Point-per-instance localization data:

------------------------------------

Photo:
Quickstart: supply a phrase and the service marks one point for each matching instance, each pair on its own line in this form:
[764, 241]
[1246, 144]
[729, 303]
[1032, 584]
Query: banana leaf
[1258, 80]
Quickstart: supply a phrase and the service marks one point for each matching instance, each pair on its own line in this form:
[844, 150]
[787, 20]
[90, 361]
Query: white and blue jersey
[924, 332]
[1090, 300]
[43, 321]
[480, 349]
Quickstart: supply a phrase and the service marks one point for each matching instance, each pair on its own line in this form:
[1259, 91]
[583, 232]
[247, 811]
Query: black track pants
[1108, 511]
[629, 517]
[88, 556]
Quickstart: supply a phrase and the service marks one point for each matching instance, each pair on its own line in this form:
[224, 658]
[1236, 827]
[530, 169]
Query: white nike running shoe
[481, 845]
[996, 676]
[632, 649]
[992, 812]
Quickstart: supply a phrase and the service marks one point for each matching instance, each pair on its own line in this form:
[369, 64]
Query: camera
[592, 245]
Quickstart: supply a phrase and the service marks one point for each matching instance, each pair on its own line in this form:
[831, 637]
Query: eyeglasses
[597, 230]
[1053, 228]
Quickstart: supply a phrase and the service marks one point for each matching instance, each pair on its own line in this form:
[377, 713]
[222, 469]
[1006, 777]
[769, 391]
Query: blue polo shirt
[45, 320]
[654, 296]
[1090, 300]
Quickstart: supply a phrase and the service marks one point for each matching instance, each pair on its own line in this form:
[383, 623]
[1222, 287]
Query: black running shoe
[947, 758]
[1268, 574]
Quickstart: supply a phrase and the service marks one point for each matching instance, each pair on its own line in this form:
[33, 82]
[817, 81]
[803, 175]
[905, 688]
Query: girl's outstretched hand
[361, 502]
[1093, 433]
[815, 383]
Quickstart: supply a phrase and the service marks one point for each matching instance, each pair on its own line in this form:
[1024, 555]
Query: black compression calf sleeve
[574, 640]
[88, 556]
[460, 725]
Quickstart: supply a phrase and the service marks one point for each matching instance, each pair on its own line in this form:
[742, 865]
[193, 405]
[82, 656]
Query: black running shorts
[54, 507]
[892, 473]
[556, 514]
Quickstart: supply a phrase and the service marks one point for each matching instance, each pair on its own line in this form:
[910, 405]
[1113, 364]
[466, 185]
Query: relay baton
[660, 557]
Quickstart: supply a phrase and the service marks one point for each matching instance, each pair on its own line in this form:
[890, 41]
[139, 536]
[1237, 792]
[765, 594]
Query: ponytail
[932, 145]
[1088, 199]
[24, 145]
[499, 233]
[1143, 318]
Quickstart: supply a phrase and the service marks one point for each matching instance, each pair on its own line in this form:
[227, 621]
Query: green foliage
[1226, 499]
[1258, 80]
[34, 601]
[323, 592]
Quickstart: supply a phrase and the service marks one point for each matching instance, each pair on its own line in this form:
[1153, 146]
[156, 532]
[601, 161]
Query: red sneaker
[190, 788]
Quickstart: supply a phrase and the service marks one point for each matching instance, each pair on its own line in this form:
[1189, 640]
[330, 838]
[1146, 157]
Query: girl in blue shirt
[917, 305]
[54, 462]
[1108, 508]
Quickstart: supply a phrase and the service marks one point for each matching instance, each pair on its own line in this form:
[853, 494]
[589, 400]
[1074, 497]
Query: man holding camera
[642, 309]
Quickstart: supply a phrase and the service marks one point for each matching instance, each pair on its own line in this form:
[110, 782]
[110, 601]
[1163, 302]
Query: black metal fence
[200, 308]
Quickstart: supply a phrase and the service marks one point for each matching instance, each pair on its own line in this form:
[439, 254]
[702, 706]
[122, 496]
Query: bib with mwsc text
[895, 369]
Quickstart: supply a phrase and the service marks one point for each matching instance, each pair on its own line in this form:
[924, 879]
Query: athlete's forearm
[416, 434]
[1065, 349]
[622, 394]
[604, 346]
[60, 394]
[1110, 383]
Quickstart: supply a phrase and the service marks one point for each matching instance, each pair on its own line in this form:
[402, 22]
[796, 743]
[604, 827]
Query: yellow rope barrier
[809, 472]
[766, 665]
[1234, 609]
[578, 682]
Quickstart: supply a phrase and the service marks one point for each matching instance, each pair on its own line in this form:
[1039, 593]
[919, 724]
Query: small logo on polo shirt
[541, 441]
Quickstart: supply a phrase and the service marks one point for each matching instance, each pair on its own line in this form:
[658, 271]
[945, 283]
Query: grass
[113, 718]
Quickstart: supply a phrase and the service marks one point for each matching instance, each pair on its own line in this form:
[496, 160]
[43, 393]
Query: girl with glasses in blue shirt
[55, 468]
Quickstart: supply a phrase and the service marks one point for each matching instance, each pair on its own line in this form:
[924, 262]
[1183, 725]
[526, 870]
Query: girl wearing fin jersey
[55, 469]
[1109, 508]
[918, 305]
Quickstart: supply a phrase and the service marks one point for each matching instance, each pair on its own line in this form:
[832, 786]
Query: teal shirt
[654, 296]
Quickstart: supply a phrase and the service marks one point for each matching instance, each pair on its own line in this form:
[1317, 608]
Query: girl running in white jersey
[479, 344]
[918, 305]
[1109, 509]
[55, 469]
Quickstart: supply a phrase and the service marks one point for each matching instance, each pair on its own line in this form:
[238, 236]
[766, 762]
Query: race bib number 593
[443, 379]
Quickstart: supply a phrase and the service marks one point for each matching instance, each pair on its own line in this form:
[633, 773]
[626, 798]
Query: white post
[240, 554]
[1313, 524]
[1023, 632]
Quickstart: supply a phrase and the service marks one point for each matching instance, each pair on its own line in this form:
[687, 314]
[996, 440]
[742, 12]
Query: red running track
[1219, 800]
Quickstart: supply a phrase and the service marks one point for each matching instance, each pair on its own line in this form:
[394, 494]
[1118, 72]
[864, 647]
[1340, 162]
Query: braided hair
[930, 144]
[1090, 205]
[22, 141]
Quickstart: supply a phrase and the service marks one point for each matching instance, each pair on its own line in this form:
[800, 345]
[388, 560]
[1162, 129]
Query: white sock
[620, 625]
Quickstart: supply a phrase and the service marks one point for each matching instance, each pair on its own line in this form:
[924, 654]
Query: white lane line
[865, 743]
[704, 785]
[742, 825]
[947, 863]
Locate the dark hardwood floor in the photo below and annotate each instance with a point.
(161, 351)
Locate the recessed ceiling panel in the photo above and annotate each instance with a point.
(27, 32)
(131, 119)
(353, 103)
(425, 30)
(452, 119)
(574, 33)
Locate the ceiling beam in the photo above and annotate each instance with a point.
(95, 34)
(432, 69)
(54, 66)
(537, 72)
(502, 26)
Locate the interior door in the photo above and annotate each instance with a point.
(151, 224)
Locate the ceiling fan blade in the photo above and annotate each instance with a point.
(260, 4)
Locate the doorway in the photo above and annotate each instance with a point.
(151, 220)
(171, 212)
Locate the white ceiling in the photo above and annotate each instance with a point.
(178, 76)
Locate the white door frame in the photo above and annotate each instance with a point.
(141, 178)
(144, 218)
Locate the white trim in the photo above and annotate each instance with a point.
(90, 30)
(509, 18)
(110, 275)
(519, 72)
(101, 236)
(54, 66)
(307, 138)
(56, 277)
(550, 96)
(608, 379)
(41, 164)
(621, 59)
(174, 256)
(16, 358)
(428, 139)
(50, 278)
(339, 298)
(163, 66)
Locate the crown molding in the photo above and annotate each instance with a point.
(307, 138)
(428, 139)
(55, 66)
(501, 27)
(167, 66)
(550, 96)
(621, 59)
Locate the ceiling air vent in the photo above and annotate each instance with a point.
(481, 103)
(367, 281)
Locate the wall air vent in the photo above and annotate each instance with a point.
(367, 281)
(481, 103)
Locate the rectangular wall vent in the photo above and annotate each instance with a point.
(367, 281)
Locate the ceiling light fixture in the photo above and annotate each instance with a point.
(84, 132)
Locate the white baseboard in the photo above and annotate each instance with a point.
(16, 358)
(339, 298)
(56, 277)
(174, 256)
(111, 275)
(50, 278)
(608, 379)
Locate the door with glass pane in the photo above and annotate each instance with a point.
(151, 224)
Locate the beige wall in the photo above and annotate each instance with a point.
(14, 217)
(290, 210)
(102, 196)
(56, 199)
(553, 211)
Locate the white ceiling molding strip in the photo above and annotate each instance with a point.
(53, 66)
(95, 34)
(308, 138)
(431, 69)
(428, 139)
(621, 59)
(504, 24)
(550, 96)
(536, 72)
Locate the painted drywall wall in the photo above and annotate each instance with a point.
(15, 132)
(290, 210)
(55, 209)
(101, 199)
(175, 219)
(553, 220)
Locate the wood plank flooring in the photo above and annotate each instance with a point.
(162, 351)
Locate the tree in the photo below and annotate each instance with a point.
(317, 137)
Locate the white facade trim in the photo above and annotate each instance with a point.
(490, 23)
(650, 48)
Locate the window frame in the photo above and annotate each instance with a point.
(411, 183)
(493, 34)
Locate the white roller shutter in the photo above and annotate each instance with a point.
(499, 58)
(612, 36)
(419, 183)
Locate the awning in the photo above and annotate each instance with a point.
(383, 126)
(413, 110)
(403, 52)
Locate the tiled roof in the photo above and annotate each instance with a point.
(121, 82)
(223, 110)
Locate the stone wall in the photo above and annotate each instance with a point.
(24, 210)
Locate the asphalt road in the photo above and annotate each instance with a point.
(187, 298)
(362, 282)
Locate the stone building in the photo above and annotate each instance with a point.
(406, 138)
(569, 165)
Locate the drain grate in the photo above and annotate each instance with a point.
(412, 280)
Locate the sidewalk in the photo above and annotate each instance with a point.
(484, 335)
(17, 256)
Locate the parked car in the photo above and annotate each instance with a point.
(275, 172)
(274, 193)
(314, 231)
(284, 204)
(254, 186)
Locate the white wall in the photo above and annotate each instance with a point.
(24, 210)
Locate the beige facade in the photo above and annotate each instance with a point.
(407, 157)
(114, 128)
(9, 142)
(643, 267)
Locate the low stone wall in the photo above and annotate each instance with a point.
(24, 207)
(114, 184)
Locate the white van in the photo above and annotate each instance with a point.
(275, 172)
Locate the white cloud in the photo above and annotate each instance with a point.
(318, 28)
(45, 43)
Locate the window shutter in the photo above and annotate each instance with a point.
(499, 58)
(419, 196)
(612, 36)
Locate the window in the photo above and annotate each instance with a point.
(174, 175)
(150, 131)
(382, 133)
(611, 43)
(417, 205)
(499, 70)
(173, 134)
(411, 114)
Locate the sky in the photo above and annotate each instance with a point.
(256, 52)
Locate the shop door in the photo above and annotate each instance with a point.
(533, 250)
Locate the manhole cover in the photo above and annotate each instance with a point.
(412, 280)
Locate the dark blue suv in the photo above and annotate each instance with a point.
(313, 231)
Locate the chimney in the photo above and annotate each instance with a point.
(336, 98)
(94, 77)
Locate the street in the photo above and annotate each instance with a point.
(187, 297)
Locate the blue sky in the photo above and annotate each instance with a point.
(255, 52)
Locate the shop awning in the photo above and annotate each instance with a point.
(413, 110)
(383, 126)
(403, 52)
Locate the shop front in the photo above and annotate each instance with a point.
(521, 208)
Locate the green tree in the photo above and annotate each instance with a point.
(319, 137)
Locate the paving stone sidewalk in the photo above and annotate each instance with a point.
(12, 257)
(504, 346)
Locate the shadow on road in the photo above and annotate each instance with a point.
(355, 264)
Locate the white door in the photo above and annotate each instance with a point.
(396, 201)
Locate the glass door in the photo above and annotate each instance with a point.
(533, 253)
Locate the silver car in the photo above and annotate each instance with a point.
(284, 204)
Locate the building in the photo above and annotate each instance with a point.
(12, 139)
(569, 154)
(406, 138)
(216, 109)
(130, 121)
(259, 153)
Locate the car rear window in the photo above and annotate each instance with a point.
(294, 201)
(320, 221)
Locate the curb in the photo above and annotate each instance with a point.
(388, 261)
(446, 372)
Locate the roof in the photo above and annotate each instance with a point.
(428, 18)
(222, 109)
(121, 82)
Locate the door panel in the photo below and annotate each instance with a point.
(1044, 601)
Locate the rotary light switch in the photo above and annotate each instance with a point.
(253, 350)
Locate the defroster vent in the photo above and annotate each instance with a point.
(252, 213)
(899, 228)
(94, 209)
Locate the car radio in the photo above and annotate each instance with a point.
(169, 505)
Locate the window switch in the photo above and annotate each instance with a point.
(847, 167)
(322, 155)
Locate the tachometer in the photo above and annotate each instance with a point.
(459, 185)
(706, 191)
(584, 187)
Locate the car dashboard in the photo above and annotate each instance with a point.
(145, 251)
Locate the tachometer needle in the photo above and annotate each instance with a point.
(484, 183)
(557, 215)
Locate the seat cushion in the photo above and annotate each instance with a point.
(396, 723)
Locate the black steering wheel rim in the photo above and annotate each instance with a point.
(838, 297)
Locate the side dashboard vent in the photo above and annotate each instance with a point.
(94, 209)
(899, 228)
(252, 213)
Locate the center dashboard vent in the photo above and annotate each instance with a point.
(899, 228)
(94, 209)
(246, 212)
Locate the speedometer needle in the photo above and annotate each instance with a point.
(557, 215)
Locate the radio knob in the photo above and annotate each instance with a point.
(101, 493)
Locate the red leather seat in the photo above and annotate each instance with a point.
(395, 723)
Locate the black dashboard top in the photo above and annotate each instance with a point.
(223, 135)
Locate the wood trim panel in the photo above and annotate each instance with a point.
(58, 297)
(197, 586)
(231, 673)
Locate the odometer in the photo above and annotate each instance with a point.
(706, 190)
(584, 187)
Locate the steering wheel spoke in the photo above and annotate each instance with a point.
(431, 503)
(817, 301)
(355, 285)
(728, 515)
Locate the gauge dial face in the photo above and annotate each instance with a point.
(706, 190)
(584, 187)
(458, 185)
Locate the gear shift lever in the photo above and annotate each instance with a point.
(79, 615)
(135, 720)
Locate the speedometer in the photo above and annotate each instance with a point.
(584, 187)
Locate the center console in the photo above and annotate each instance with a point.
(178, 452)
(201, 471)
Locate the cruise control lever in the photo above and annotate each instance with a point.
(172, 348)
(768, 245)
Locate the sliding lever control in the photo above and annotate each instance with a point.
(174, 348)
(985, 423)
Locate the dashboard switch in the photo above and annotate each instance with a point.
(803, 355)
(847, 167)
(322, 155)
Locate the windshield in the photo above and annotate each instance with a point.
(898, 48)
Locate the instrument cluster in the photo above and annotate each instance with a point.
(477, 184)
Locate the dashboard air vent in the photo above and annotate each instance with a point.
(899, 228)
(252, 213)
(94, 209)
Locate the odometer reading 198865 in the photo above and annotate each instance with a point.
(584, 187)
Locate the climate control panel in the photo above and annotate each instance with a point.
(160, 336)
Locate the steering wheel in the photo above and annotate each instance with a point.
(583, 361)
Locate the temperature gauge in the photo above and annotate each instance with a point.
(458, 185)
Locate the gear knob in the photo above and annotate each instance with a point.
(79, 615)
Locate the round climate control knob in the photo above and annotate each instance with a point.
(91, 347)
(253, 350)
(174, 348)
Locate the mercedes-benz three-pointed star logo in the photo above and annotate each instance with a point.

------------------------------------

Please print the records above exactly from their first line. End with the line containing "[1222, 287]", and include it.

* _ANSWER TO THIS TASK_
Photo:
Quickstart: supply a phrase and the service marks one point for each matching instance, each pair on its own line in this form:
[764, 241]
[1246, 144]
[729, 303]
[1032, 584]
Query: banana leaf
[1258, 80]
Quickstart: supply a phrase and the service marks one point for each matching instance, each pair on its own line in this form:
[844, 150]
[787, 20]
[90, 361]
Query: white and blue jersey
[924, 332]
[1090, 300]
[43, 321]
[480, 349]
Quickstart: supply a phrase and the service marks one point for each matching instance, each pair on its own line in this form:
[1259, 91]
[583, 232]
[247, 811]
Query: black track pants
[1108, 511]
[629, 517]
[88, 556]
Quickstart: supply a phrase and the service marks one point for each matching instance, each pair on its own line in this form:
[224, 658]
[1236, 827]
[530, 169]
Query: white nike running shoe
[481, 845]
[996, 676]
[632, 649]
[992, 812]
Quickstart: supply a phrase and the service marks one point for each matching instance, each pair on its own line in this form:
[369, 64]
Query: camera
[592, 245]
Quickstart: supply a phrase and the service marks one point for each matching instance, each pair on its own line in this form:
[831, 637]
Query: eyeglasses
[597, 230]
[1053, 228]
Quickstart: supply a phrase and the service marks one point for each matching instance, each pair on its own line in this form:
[377, 713]
[222, 469]
[1006, 777]
[769, 391]
Query: blue polo shirt
[45, 320]
[654, 296]
[1090, 300]
Quickstart: supply a phrase and the service marks one point for each matching instance, each pair on its own line in this form:
[383, 623]
[1222, 287]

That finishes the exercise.